**PROBLEM TO SOLVE**
Could you transcribe every record below exactly as it stands?

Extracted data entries

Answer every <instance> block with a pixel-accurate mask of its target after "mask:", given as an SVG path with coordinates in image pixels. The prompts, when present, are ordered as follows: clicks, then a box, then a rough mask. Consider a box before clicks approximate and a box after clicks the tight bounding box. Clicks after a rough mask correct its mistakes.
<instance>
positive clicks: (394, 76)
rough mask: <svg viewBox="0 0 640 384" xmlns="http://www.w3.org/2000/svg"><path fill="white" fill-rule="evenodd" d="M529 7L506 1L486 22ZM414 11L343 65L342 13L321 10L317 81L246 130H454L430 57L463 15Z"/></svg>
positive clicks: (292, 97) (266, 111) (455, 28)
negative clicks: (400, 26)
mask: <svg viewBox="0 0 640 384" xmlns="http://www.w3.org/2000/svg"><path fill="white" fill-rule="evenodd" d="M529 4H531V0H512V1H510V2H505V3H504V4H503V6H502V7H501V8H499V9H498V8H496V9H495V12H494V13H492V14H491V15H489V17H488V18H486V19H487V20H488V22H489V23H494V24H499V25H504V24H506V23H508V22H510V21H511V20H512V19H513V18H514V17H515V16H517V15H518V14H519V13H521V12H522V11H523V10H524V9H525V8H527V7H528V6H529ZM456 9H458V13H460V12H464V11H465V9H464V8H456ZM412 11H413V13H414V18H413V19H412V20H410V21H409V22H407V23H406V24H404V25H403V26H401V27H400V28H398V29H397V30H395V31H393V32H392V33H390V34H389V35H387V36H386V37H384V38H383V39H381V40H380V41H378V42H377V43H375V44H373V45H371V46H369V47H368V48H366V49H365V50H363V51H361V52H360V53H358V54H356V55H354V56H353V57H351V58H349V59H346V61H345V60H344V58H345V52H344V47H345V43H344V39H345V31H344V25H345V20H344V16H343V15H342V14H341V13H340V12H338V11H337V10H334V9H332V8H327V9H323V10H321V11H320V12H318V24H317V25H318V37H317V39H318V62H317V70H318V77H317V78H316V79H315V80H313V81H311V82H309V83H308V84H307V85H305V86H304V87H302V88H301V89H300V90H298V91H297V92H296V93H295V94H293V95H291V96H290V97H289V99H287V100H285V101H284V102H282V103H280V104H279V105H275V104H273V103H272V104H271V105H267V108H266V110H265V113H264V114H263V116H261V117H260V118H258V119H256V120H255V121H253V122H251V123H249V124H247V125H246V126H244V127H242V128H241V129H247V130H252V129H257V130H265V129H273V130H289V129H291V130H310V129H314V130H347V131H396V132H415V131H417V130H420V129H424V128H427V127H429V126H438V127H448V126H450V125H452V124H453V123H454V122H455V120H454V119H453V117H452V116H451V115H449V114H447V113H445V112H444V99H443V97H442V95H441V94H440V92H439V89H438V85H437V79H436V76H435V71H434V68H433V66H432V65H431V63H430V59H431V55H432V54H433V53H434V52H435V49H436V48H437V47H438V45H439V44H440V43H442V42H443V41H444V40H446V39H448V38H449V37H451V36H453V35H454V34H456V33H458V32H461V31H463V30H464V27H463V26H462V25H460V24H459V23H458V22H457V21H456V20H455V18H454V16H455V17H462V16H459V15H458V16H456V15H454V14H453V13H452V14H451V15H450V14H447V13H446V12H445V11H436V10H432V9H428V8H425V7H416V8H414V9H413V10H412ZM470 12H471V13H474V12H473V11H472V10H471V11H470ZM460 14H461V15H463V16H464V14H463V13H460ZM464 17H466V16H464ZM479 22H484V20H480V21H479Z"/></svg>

**RESPONSE AREA**
Answer every <instance> block with a pixel-accurate mask of its target after "mask:", given as an SVG path with coordinates in image pixels. The prompts, when present, are ordered as follows: clicks, then a box, then a rough mask. Consider a box before clicks approximate and a box after clicks the tight bounding box. Clicks after a rough mask correct its mistakes.
<instance>
positive clicks: (394, 76)
rough mask: <svg viewBox="0 0 640 384" xmlns="http://www.w3.org/2000/svg"><path fill="white" fill-rule="evenodd" d="M529 7L506 1L486 22ZM414 11L343 65L342 13L321 10L317 81L246 130H454L430 57L463 15Z"/></svg>
positive clicks: (292, 97) (266, 111) (455, 28)
negative clicks: (400, 26)
mask: <svg viewBox="0 0 640 384" xmlns="http://www.w3.org/2000/svg"><path fill="white" fill-rule="evenodd" d="M529 4H531V0H512V1H510V2H505V3H504V4H503V6H502V7H501V8H499V9H498V8H496V9H495V12H494V13H492V14H491V15H489V17H488V18H486V19H487V20H488V22H489V23H494V24H499V25H504V24H506V23H508V22H510V21H511V20H512V19H513V18H514V17H515V16H517V15H518V14H519V13H521V12H522V11H523V10H524V9H525V8H527V7H528V6H529ZM456 9H458V13H460V12H464V11H465V9H464V8H456ZM412 11H413V13H414V18H413V19H412V20H410V21H409V22H407V23H406V24H404V25H403V26H401V27H400V28H398V29H397V30H395V31H393V32H392V33H390V34H389V35H387V36H386V37H384V38H383V39H381V40H380V41H378V42H377V43H375V44H373V45H371V46H369V47H368V48H366V49H365V50H363V51H361V52H360V53H358V54H356V55H354V56H353V57H351V58H349V59H346V61H345V60H344V58H345V52H344V47H345V43H344V39H345V31H344V25H345V20H344V16H343V15H342V14H341V13H340V12H338V11H337V10H334V9H332V8H327V9H323V10H321V11H320V12H318V24H317V25H318V37H317V39H318V62H317V70H318V77H317V78H316V79H315V80H313V81H311V82H309V83H308V84H307V85H305V86H304V87H302V88H301V89H300V90H298V91H297V92H296V93H295V94H293V95H291V96H290V97H289V99H287V100H285V101H284V102H282V103H280V104H279V105H275V104H273V103H272V104H271V105H267V108H266V110H265V113H264V114H263V116H261V117H260V118H258V119H256V120H255V121H253V122H251V123H249V124H247V125H246V126H244V127H242V128H241V129H247V130H252V129H257V130H265V129H273V130H289V129H291V130H310V129H314V130H347V131H396V132H415V131H417V130H420V129H424V128H427V127H429V126H438V127H448V126H450V125H452V124H453V123H454V122H455V120H454V119H453V117H452V116H451V115H449V114H447V113H445V112H444V99H443V97H442V95H441V94H440V92H439V89H438V85H437V79H436V76H435V71H434V68H433V66H432V65H431V63H430V59H431V55H432V54H433V53H434V52H435V49H436V48H437V47H438V45H439V44H440V43H442V42H443V41H444V40H446V39H448V38H449V37H451V36H453V35H454V34H456V33H458V32H461V31H463V30H464V27H463V26H462V25H460V24H459V23H458V22H457V21H456V20H455V18H454V16H455V17H462V16H459V15H458V16H456V15H454V14H453V13H452V14H451V15H450V14H447V13H446V12H445V11H436V10H432V9H428V8H425V7H416V8H414V9H413V10H412ZM470 12H471V13H474V12H473V11H472V10H471V11H470ZM460 14H461V15H463V16H464V14H463V13H460ZM464 17H466V16H464ZM479 22H484V20H480V21H479Z"/></svg>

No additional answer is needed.